TEXT PROVIDED
Table 1. Analysis of agreement between GFR estimated with creatinine and cystatin C–based formulas and measured by plasma clearance of iohexol in a representative group of 14 subject (1, 2)

Cases 1 and 2 had measured GFR of 17 mL/min, and almost all formulas underestimated (Case 1) or overestimated the actual GFR (Case 2). Cases 5 and 6 had similar mGFR values of 48 mL/min and 49 mL/min respectively, whereas formulas either overestimated, as in Case 1, or underestimated, as in Case 2, eGFR. Thus, the eGFR error was random and unpredictable, suggesting that current estimation formulas should be used and interpreted with caution (1).
According to Porrini et al. the average error of the currently available formulas either based on creatinine or cystatin-c to estimate GFR is 30% or more, and, even more disturbing, it shows no consistency whatsoever (3). Such large aberration way overpass the acceptable level of 10% and cause incorrect staging of chronic renal disease in as many as 30 to 60% of patients (Figure 1).

Figure 1. The average error of currently available formulas to estimate GFR (2, 3)

Saved entries
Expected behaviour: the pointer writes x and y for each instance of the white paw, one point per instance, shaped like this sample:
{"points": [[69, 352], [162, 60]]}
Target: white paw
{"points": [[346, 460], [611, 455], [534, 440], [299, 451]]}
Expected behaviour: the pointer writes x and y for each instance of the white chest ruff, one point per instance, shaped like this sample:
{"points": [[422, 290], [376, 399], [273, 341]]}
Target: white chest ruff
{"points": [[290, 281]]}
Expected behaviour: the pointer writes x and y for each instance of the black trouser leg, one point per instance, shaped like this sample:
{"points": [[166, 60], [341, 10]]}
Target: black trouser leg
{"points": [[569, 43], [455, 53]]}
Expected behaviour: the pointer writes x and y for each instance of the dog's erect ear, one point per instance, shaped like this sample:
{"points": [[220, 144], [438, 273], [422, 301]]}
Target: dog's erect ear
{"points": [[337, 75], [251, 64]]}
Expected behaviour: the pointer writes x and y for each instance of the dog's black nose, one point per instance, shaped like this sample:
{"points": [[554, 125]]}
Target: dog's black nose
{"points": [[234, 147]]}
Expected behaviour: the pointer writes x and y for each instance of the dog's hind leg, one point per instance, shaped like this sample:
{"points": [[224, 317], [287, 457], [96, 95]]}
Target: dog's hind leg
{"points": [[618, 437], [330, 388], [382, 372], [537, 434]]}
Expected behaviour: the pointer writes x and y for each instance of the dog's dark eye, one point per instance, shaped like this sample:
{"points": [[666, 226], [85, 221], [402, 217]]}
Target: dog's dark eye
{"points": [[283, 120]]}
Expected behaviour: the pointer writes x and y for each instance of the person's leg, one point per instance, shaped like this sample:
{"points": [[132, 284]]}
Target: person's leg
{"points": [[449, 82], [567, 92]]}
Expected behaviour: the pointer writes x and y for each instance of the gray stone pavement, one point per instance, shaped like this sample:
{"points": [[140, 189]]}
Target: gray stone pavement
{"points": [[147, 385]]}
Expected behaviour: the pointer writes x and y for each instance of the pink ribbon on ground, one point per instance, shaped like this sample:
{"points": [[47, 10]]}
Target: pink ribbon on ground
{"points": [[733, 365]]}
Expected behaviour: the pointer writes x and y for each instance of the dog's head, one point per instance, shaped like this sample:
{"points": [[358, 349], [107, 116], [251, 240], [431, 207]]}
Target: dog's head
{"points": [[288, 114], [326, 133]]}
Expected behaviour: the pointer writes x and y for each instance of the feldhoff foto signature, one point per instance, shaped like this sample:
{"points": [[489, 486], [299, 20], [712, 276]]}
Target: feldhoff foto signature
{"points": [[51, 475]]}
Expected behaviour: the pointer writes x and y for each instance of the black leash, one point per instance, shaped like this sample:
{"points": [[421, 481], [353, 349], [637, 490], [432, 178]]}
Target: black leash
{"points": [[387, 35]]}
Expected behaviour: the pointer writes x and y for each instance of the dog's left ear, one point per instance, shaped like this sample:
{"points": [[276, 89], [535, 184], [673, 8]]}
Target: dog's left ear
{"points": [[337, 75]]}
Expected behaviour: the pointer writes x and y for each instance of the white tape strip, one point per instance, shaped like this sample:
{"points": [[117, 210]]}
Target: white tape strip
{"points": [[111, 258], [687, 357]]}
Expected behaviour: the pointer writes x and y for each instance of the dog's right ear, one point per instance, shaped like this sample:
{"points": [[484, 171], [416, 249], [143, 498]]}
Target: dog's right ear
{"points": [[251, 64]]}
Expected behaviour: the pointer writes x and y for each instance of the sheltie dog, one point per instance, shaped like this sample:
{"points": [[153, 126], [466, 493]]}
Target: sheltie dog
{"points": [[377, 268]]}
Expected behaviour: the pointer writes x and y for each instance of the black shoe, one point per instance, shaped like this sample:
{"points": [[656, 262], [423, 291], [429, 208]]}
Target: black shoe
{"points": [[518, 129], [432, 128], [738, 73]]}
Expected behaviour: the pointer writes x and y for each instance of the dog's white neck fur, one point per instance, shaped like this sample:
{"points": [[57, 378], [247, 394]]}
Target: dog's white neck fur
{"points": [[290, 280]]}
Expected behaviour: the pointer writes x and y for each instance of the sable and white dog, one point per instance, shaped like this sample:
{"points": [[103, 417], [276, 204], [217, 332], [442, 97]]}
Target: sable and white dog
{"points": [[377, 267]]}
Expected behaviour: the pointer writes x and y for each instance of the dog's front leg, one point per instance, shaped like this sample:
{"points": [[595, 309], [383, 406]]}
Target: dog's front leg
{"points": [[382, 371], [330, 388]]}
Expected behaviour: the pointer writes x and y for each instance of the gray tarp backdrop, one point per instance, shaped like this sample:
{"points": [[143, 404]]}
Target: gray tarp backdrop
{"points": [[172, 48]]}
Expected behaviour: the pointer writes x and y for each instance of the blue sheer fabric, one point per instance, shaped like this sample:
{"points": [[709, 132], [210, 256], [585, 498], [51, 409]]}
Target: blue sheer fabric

PROBLEMS TO SOLVE
**a.** Reproduce the passage on GFR estimation formulas word for word, starting at "According to Porrini" and ending at "estimate GFR (2, 3)".
**b.** Summarize the passage on GFR estimation formulas in two sentences.
**c.** For each statement, say whether it agrees with the passage on GFR estimation formulas, answering yes or no and quoting the words that decide it: (i) Cases 1 and 2 had a measured GFR of 17 mL/min. (ii) The acceptable level of error for these formulas is 30%. (iii) The error of the currently available formulas is consistent.
The saved entries are separate from the passage on GFR estimation formulas.

TASK-BY-TASK RESULTS
**a.**
According to Porrini et al. the average error of the currently available formulas either based on creatinine or cystatin-c to estimate GFR is 30% or more, and, even more disturbing, it shows no consistency whatsoever (3). Such large aberration way overpass the acceptable level of 10% and cause incorrect staging of chronic renal disease in as many as 30 to 60% of patients (Figure 1).

Figure 1. The average error of currently available formulas to estimate GFR (2, 3)

**b.** Comparing formula estimates with GFR measured by plasma clearance of iohexol, the passage finds the estimation error random and unpredictable, so current formulas should be used and interpreted with caution. Citing Porrini et al., it reports that creatinine- or cystatin C–based formulas have an average error of 30% or more with no consistency, well above the acceptable 10%, causing incorrect staging of chronic renal disease in as many as 30 to 60% of patients.

**c.**
(i) Yes: "Cases 1 and 2 had measured GFR of 17 mL/min"
(ii) No: "Such large aberration way overpass the acceptable level of 10%"
(iii) No: "it shows no consistency whatsoever"